_Objective_
Can you put every line of the items below into a JSON list of strings, one string per line, with blank lines left out?

— Start Exercise data —

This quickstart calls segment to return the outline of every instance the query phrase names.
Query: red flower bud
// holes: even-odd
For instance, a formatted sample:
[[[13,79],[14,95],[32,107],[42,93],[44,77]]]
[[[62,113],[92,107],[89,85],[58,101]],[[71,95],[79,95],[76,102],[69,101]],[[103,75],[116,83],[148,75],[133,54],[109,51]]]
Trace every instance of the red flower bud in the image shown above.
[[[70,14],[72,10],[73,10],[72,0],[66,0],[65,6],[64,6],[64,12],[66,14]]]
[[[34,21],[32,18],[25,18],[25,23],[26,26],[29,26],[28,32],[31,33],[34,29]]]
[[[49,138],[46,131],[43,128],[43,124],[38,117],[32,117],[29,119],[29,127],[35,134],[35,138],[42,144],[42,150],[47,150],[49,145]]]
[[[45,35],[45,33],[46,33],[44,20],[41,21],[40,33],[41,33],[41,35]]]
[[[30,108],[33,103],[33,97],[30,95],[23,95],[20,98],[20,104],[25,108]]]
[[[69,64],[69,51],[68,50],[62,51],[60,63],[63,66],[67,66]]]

— End Exercise data —

_Completed task_
[
  "This quickstart calls segment to return the outline of every instance the query phrase names.",
  "Query: red flower bud",
  "// holes: even-odd",
  "For instance, a formatted sample:",
  "[[[13,79],[14,95],[32,107],[42,93],[44,77]]]",
  "[[[62,113],[92,107],[89,85],[58,101]],[[71,95],[79,95],[76,102],[69,101]],[[103,75],[116,83],[148,75],[133,54],[109,51]]]",
  "Trace every instance of the red flower bud in the image shown above.",
  "[[[70,14],[72,10],[73,10],[72,0],[66,0],[65,6],[64,6],[64,12],[66,14]]]",
  "[[[34,21],[32,18],[25,18],[25,23],[26,26],[29,26],[28,32],[31,33],[34,29]]]",
  "[[[49,138],[46,131],[43,128],[43,124],[38,117],[32,117],[29,119],[29,127],[35,134],[35,138],[42,144],[42,150],[47,150],[49,145]]]",
  "[[[45,35],[45,33],[46,33],[44,20],[41,21],[40,33],[41,33],[41,35]]]",
  "[[[30,108],[33,103],[33,97],[30,95],[23,95],[20,98],[20,104],[25,108]]]",
  "[[[69,64],[69,51],[68,50],[62,51],[60,63],[63,66],[67,66]]]"
]